* [GOAL OF THE EXERCISE] Copy out the items word for word, starting at the line that contains "Look at this image and report bounding boxes for every green" and continuing through the last line of the items, with both of those lines included.

* [DATA FOR THIS EXERCISE]
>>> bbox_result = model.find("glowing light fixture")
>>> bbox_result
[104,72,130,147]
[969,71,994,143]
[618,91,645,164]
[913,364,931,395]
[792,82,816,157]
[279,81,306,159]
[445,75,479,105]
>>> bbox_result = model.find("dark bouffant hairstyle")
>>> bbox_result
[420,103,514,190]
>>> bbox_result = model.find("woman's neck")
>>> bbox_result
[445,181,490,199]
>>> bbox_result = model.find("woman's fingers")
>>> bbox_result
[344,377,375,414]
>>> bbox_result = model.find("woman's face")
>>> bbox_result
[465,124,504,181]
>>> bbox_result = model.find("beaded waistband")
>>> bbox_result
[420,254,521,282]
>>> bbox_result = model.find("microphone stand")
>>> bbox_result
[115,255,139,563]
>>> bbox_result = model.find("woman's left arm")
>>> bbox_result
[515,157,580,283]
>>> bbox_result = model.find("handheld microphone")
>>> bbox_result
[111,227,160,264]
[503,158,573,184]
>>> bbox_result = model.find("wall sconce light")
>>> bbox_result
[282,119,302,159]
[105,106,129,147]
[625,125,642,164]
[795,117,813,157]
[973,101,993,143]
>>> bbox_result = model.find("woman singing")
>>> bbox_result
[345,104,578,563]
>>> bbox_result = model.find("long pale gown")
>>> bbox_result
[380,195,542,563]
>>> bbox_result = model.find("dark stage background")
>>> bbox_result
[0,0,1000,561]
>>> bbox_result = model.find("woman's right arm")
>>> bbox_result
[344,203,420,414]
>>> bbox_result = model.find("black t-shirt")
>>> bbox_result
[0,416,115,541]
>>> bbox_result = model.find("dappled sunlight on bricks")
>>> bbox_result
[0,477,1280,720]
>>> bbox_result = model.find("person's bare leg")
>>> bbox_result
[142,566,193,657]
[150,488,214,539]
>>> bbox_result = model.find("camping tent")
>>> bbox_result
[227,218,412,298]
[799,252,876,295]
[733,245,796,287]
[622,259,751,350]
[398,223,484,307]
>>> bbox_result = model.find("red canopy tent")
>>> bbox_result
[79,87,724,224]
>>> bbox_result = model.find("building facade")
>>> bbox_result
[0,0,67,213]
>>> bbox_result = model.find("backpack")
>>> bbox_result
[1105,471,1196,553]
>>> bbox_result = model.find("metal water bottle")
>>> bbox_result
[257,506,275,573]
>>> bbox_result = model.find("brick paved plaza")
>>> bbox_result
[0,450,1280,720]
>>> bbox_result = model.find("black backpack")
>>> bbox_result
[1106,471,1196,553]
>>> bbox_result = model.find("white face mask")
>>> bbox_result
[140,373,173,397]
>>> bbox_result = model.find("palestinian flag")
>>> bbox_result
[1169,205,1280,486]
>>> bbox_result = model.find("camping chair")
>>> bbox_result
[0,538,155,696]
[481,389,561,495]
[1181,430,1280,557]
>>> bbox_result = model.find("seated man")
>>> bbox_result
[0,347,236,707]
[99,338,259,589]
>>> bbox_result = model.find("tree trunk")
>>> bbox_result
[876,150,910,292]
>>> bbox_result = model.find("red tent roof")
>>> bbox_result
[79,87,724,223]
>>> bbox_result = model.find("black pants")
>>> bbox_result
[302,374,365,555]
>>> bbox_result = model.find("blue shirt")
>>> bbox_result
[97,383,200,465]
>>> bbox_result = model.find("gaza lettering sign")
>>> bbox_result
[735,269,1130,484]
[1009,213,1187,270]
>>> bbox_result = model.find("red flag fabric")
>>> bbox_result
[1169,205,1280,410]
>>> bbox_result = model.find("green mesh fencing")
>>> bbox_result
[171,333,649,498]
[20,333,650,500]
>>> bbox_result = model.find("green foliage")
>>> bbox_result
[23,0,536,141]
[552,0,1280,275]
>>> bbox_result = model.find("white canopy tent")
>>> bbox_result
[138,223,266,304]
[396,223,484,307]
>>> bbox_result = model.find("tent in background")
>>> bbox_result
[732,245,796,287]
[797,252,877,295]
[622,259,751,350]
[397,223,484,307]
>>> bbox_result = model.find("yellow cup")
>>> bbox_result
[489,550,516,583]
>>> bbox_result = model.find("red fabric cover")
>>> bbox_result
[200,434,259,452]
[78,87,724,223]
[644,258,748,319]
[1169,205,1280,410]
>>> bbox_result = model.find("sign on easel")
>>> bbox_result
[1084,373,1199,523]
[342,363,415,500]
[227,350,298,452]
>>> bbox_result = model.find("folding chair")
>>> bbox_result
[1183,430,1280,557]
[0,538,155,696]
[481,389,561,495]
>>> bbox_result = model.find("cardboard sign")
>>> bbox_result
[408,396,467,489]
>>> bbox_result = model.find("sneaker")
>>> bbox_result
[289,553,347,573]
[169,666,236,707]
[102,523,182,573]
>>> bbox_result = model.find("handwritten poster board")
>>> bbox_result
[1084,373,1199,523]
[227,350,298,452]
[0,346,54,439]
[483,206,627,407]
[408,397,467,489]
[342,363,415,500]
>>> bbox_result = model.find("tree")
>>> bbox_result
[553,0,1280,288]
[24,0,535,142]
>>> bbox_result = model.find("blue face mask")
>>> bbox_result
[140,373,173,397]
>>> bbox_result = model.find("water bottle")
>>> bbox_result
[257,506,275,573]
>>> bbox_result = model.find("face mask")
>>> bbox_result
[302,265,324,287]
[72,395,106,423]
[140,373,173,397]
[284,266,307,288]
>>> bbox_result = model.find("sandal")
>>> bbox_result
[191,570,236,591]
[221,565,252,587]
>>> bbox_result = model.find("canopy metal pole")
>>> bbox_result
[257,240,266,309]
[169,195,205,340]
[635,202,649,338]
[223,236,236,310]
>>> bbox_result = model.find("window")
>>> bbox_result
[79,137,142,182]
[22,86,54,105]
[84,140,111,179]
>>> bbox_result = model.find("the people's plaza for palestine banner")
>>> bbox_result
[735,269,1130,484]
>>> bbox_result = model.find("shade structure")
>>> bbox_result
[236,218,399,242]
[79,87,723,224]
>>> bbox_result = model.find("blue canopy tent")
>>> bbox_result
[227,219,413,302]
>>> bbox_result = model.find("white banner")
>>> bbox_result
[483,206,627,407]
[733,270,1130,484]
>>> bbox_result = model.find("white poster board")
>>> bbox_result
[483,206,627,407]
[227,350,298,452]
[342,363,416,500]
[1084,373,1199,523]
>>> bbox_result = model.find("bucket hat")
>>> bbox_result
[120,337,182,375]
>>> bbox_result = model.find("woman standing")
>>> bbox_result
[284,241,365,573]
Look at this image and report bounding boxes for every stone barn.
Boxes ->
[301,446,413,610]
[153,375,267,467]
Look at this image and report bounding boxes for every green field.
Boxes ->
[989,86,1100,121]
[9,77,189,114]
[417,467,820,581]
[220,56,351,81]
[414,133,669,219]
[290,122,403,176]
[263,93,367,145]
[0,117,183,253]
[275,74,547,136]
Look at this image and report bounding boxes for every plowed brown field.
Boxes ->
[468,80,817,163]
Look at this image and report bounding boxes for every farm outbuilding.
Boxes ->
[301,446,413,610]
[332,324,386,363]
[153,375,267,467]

* [FINISHED ANSWER]
Look at this image and report bounding boxes for every green field.
Boxes ->
[989,86,1100,121]
[9,77,189,114]
[417,467,820,581]
[220,56,351,81]
[414,133,669,219]
[290,122,403,176]
[263,93,367,145]
[0,117,183,253]
[275,74,547,136]
Look at this image and report bounding boxes for every plowed brown field.
Boxes ->
[468,80,817,163]
Look at this image and report bounding boxes for every farm outbuilding.
Boxes ->
[301,446,413,610]
[332,324,386,363]
[153,375,267,467]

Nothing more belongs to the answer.